**Records for the exercise**
* START *

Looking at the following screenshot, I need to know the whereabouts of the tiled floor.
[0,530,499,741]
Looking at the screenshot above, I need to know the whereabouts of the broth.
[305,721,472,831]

* END *
* START *

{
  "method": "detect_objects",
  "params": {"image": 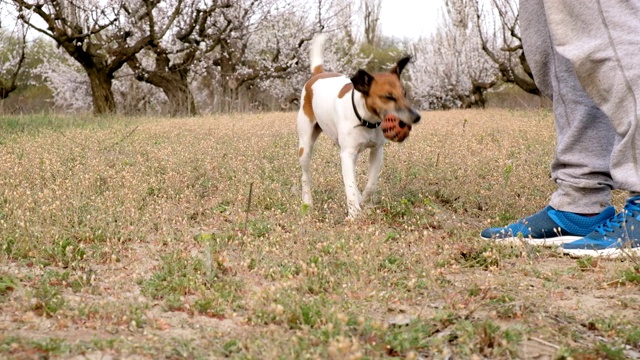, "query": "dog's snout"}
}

* END *

**Exercise prompt**
Repeat the rows from the line with "Looking at the following" up to and including the line with "[305,721,472,831]", keeping them as they are.

**Result**
Looking at the following screenshot, I need to know the whereabouts of the tiled floor.
[0,530,499,741]
Looking at the screenshot above, I need to know the whereabouts of the broth.
[305,721,472,831]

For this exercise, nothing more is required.